# Written instruction
Count the lines in the entries below that contain the string "lamp" and reply with the number alone.
>> BEGIN Source data
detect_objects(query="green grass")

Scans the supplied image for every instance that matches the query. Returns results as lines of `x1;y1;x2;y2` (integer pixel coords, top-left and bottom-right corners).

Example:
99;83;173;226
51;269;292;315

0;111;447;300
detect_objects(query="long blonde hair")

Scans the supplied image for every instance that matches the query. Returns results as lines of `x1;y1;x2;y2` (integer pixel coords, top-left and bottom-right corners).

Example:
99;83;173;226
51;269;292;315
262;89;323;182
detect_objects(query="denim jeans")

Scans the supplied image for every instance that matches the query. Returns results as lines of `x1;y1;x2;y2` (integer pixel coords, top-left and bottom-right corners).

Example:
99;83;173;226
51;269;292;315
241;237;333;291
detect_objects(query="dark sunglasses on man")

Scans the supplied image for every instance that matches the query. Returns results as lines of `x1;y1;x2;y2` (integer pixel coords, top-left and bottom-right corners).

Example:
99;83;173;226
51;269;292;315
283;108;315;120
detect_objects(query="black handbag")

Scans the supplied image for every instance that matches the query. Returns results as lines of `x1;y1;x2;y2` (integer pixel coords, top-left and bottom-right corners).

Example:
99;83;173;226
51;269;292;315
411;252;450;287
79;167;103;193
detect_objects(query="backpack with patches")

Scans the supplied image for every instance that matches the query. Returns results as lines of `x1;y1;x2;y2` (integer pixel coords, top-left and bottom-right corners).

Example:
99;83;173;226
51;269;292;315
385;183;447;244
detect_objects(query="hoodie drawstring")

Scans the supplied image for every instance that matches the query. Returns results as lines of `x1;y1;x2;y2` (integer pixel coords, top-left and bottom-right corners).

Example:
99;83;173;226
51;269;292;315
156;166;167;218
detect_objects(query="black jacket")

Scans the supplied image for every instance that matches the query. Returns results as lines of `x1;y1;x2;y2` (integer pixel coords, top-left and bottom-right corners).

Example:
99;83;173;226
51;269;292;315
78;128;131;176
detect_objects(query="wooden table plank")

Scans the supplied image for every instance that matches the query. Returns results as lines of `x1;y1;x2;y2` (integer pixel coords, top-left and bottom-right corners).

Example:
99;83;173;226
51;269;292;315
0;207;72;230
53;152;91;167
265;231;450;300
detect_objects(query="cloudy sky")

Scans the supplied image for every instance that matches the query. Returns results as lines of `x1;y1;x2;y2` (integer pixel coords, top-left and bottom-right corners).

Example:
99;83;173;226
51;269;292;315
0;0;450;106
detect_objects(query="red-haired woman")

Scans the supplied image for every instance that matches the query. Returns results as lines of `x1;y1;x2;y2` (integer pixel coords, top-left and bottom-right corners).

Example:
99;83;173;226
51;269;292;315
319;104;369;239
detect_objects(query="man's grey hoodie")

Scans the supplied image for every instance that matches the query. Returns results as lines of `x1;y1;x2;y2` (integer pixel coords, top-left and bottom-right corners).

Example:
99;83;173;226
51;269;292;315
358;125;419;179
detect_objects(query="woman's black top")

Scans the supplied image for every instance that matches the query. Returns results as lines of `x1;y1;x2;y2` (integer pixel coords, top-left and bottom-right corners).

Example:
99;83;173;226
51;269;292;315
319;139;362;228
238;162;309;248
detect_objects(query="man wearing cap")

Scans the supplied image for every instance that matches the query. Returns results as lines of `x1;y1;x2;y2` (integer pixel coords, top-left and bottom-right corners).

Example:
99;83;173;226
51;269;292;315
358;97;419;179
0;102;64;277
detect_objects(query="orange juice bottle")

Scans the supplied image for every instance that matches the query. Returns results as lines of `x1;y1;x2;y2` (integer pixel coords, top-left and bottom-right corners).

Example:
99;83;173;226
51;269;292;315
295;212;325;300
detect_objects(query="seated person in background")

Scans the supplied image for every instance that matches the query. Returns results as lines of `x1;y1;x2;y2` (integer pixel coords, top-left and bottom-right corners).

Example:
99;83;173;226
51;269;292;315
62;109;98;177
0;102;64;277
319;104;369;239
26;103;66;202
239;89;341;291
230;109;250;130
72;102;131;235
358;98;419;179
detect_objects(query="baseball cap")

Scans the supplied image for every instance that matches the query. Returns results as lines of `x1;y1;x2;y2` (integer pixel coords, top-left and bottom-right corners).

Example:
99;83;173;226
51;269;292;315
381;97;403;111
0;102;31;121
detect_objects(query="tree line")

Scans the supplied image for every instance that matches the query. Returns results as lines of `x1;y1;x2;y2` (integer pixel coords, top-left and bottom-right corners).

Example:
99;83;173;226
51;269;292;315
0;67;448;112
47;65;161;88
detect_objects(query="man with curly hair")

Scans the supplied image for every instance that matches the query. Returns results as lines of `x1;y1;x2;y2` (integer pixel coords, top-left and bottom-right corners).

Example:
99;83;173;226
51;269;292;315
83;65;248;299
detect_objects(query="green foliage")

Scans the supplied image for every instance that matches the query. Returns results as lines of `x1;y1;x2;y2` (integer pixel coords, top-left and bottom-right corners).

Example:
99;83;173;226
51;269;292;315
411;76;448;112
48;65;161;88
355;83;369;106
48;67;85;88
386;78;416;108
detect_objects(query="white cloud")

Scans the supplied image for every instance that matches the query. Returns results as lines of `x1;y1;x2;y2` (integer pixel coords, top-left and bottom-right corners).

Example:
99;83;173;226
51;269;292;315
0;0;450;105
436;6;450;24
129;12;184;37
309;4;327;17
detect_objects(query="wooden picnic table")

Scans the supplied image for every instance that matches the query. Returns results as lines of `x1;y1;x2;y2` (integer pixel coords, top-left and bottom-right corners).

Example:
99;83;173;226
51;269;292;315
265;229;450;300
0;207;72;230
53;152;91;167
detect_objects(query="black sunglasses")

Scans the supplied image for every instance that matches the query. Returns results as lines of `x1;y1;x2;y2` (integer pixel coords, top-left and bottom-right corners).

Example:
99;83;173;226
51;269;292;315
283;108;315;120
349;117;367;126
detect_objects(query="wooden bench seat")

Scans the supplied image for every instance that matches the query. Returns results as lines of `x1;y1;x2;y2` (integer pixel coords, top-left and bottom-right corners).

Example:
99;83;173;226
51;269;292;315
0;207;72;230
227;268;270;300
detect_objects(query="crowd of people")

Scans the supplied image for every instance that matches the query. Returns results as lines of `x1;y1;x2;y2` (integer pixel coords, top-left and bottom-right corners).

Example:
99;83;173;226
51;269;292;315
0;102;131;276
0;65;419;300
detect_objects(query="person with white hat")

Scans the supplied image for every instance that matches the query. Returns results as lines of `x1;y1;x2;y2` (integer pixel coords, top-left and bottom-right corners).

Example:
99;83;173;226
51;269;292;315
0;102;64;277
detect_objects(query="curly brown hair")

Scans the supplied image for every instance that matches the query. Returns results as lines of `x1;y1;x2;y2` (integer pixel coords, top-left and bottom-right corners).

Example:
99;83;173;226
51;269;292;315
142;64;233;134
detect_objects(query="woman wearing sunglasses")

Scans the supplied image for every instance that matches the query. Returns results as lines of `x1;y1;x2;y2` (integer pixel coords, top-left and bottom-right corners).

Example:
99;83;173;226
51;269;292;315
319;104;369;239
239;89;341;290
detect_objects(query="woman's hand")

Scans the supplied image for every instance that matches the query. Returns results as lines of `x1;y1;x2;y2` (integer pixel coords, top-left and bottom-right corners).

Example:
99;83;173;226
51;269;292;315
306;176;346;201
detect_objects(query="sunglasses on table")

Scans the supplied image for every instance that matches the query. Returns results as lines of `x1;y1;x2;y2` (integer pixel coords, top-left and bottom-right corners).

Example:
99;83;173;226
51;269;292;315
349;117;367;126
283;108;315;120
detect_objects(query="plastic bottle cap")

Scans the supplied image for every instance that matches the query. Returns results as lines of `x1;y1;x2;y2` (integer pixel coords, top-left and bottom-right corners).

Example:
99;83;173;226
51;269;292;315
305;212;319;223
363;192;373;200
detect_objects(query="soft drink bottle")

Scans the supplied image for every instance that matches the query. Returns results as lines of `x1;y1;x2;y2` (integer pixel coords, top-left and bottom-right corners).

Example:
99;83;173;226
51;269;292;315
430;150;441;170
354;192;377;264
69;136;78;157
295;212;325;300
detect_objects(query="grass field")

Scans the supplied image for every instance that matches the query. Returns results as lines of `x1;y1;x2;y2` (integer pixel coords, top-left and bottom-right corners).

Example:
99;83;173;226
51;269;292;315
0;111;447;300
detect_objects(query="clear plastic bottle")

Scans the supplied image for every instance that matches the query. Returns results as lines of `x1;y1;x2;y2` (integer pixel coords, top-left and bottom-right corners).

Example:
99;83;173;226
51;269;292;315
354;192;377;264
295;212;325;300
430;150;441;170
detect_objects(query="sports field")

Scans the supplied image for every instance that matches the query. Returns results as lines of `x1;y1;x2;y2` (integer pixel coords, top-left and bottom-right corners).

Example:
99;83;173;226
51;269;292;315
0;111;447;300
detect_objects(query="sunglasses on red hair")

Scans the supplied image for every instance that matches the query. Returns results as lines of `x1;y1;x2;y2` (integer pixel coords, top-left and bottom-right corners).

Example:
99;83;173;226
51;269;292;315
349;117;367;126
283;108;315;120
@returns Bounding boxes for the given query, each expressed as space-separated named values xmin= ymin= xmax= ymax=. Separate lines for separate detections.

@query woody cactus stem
>> END Source data
>> BEGIN Source data
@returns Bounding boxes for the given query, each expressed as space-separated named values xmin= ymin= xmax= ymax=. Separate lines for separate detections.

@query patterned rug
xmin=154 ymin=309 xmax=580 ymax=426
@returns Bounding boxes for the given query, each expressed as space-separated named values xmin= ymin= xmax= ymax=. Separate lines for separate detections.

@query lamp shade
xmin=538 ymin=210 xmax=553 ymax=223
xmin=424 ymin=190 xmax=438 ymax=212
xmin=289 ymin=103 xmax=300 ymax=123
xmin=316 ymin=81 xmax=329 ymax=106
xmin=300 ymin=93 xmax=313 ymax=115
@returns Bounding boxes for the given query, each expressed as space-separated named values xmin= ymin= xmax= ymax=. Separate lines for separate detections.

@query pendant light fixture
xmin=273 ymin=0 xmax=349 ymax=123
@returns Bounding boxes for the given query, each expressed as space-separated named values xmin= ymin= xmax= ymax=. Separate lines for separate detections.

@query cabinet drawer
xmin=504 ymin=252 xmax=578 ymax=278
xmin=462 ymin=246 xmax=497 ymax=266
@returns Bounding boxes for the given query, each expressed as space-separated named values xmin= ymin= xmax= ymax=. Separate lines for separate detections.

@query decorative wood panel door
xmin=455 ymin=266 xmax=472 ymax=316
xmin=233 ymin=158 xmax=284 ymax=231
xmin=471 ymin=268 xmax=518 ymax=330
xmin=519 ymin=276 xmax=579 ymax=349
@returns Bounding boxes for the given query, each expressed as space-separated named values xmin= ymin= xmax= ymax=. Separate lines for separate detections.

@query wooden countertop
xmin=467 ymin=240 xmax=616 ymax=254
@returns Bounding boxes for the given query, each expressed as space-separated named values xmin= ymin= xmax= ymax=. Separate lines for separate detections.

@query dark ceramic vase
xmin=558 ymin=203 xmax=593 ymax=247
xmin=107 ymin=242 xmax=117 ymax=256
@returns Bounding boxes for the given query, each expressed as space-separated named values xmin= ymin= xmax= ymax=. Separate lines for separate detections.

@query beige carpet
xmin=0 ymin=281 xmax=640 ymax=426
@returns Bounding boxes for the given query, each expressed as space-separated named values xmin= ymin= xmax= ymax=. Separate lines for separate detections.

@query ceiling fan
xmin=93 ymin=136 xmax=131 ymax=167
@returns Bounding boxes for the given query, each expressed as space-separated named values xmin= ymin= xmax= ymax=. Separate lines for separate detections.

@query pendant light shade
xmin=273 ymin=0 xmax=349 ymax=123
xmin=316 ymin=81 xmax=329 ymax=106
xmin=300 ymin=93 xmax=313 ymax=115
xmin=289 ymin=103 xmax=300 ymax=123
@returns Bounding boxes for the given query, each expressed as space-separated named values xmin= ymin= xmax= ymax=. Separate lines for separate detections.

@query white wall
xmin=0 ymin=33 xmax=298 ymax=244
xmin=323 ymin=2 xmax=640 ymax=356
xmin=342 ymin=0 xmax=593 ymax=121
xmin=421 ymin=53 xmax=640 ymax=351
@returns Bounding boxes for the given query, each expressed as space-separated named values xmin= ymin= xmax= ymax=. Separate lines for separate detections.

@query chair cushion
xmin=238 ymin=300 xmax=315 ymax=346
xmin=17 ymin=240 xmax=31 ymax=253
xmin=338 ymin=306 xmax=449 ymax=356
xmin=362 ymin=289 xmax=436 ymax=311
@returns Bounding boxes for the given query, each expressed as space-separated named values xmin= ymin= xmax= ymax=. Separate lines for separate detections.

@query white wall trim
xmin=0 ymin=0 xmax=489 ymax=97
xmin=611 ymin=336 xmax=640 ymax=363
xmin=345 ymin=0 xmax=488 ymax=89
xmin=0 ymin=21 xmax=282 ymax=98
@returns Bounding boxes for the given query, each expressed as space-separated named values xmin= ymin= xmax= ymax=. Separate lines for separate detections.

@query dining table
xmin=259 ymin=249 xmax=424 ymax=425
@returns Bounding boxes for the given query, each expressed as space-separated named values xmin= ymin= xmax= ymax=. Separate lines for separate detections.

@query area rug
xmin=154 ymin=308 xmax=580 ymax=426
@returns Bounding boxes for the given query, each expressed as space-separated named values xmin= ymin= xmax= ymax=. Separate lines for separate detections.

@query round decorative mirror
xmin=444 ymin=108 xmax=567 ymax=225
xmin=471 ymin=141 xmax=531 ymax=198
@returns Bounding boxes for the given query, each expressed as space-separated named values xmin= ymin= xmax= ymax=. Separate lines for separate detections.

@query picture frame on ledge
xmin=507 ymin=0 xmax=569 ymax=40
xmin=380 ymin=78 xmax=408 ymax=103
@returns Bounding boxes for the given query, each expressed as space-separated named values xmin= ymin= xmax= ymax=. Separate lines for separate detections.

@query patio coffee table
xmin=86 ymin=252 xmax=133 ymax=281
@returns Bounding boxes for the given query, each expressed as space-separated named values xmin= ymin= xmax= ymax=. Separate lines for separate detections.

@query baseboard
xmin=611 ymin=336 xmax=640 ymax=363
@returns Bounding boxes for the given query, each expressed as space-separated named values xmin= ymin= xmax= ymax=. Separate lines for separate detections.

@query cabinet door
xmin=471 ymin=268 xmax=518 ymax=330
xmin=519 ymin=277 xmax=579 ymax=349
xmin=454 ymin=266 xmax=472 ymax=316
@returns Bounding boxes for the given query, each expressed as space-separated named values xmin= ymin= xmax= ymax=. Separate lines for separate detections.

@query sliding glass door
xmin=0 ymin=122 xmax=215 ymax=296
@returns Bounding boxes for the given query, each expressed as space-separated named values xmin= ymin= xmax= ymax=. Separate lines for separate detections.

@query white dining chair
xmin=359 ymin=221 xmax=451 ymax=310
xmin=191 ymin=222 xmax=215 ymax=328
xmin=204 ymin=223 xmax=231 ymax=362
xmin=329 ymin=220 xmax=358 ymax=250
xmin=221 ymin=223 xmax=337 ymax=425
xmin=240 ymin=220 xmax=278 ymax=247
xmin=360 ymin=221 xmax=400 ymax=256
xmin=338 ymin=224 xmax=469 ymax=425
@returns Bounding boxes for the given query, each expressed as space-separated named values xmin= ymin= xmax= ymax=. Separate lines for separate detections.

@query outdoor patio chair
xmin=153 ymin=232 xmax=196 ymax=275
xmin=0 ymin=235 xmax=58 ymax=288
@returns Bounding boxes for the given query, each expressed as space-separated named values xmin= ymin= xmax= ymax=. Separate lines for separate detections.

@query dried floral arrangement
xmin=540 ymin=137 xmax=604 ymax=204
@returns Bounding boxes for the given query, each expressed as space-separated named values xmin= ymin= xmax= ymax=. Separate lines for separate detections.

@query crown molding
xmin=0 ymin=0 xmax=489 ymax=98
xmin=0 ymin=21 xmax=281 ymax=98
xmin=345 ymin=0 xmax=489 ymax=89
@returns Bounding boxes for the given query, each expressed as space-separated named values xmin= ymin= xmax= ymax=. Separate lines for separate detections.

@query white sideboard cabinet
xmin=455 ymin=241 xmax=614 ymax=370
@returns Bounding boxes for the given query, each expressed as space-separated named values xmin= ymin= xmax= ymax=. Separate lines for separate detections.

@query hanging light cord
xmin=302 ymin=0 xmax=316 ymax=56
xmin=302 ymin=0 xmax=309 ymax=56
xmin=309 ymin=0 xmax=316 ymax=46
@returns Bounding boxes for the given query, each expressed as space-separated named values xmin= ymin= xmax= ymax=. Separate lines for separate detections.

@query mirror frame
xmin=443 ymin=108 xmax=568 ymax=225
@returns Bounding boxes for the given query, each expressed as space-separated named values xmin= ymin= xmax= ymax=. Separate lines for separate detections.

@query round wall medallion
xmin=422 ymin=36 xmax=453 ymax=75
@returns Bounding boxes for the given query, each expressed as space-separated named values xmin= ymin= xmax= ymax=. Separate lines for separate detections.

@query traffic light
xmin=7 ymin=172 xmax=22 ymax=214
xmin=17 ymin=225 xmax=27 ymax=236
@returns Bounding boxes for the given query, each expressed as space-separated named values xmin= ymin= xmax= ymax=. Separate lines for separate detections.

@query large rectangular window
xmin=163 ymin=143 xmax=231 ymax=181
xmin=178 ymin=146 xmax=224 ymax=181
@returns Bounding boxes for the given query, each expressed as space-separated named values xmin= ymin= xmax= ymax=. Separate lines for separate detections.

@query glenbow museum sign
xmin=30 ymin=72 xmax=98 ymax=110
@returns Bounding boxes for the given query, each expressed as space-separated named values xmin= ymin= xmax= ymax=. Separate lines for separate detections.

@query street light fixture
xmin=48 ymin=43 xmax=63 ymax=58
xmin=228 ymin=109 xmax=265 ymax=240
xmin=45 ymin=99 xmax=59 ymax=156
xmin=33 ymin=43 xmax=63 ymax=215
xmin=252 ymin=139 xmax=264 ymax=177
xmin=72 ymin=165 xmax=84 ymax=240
>> END Source data
>> BEGIN Source data
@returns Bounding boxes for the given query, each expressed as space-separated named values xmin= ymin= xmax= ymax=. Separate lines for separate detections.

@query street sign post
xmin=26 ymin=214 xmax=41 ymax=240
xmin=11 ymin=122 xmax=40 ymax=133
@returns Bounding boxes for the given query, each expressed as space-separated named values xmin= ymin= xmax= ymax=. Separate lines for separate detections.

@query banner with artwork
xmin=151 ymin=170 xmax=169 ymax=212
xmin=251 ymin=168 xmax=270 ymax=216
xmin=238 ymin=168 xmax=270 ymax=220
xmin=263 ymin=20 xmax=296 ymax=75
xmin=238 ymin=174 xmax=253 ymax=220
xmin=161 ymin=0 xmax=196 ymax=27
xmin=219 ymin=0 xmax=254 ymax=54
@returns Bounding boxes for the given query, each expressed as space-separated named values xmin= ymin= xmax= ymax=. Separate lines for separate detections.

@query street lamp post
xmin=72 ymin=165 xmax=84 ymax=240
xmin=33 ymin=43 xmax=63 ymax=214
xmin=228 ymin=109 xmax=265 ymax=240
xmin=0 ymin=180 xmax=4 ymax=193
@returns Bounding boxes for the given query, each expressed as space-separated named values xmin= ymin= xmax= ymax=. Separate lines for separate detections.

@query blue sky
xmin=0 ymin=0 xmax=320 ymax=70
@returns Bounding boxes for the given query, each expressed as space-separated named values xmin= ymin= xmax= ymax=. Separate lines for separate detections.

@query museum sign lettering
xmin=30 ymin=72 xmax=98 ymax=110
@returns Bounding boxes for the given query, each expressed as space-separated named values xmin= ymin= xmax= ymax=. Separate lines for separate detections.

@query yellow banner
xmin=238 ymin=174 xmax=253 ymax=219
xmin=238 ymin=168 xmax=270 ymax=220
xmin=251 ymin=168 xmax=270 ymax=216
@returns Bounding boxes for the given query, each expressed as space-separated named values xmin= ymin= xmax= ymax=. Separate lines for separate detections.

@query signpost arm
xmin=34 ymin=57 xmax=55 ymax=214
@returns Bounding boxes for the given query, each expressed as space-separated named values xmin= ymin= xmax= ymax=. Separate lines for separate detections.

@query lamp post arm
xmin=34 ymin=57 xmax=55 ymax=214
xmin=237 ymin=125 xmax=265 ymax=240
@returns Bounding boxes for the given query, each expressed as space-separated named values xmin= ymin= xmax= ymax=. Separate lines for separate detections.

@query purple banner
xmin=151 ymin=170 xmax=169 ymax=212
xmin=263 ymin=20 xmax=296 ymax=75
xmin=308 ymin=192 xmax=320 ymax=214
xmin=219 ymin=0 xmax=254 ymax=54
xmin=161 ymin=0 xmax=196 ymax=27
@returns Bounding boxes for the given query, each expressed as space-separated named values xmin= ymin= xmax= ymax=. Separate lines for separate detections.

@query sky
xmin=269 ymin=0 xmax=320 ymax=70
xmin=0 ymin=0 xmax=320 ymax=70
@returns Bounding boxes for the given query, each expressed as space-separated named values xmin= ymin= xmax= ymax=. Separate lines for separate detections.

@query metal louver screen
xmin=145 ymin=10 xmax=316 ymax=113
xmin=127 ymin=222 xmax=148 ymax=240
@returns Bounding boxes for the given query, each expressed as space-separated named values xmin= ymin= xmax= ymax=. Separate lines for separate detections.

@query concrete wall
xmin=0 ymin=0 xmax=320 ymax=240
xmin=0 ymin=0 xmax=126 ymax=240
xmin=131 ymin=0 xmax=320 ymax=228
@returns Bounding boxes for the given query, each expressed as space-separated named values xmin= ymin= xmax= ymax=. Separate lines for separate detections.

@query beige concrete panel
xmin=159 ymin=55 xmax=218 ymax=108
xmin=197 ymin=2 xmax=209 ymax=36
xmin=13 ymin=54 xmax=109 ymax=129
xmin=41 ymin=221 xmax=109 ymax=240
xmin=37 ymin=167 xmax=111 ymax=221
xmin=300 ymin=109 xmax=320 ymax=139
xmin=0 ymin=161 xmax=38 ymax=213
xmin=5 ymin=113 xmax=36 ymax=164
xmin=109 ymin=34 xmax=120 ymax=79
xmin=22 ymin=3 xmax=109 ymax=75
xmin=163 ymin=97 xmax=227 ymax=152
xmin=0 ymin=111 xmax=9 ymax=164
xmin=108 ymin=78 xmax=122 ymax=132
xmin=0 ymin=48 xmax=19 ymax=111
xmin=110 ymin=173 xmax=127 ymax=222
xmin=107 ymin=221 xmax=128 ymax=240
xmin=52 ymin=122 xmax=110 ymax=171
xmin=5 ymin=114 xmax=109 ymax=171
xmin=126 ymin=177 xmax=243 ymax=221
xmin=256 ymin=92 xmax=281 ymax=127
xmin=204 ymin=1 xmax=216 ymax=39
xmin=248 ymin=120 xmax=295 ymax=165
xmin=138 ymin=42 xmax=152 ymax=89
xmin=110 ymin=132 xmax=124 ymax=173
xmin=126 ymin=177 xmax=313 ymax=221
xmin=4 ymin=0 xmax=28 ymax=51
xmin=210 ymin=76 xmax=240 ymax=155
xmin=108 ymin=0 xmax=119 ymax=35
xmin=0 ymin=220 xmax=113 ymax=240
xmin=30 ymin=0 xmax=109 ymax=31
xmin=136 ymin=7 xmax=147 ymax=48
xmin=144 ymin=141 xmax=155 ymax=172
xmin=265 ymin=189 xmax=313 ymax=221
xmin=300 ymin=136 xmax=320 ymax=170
>> END Source data
# The result
3